Please recast the rows below as a JSON list of strings, one string per line, leaving out any blank lines.

.....

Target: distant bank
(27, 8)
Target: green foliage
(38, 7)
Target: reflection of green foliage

.....

Exercise response
[
  "Target: distant bank",
  "(27, 8)",
  "Target: green foliage",
  "(38, 7)",
  "Target: reflection of green foliage"
]